• Data lines:
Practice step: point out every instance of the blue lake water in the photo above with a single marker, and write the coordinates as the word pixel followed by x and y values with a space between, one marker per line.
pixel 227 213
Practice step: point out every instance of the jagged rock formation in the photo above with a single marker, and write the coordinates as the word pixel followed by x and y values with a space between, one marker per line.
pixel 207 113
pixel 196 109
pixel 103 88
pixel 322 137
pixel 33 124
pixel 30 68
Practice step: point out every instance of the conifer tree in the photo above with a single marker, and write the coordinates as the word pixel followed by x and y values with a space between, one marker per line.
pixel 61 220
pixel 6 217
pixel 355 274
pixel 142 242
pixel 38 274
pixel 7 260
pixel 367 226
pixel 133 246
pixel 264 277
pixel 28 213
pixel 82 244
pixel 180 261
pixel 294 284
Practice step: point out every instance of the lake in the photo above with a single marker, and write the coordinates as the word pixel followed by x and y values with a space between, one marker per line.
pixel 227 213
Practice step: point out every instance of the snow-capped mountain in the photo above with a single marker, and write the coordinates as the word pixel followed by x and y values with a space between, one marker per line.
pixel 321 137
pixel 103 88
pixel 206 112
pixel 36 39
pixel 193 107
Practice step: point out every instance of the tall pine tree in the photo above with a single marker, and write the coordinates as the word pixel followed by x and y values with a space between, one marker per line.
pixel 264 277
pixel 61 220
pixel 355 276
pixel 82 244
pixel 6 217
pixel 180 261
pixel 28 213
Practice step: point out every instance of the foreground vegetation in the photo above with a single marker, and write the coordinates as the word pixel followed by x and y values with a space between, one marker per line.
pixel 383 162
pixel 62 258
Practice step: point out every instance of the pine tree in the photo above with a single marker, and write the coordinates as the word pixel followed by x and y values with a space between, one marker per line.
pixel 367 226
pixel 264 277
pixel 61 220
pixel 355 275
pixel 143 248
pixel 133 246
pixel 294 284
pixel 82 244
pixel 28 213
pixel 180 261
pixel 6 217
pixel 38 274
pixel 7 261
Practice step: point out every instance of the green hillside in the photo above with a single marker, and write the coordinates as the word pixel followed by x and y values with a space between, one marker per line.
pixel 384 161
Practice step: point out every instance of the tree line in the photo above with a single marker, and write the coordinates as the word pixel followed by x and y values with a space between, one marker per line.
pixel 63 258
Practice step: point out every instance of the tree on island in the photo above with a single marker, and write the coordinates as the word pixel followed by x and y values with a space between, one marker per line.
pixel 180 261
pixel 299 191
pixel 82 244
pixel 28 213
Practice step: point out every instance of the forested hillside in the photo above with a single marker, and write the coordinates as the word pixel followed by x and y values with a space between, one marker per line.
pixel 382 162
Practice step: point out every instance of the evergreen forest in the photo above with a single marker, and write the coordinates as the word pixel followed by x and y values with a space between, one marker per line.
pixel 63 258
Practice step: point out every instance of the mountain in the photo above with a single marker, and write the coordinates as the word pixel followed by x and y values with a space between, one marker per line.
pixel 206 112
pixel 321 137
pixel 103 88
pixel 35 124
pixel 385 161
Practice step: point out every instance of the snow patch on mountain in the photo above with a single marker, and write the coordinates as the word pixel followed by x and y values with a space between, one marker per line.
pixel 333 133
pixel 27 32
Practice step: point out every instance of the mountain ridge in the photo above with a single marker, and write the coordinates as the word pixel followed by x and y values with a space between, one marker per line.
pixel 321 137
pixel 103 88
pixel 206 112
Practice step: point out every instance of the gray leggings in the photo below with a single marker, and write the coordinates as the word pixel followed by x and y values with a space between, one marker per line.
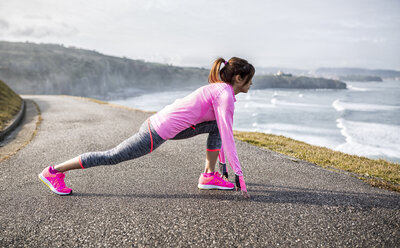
pixel 147 140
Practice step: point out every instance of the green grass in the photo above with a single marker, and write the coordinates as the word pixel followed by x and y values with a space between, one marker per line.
pixel 10 104
pixel 379 173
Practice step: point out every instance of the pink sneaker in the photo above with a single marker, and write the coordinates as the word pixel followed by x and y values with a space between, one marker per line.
pixel 214 181
pixel 55 181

• Directive:
Retype the data starting at the line that contains "Practice step: point out every instance of the mountain ridge" and ending at the line that contains "pixel 147 140", both included, keeping every line exactly the same. Leave the pictures out of your answer.

• Response below:
Practice step: point out every instance of the mountain ridge in the photo above with a single marker, and write the coordinates as the word pixel followed by x and y values with a space between, one marker per line.
pixel 321 137
pixel 103 88
pixel 206 112
Practice step: point out every instance of the gray leggings in the photo below with a single marker, and write the coordinates as the word pixel followed by x and y values with a space between, one marker per line.
pixel 147 140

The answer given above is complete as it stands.